* _WHAT YOU HAVE TO DO_: Arrange the lines of every item below as a numbered list, leaving out any blank lines.

== SOURCE MATERIAL ==

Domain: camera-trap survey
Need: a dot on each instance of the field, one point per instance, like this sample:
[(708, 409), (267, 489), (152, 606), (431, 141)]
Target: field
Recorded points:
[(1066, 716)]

===

* _THE REPLY_:
1. Domain: camera-trap survey
2. Need: a dot on each instance of the field, one point per instance, like this sample:
3. [(708, 409), (267, 489), (152, 606), (431, 141)]
4. Target: field
5. Recorded points:
6. [(1066, 716)]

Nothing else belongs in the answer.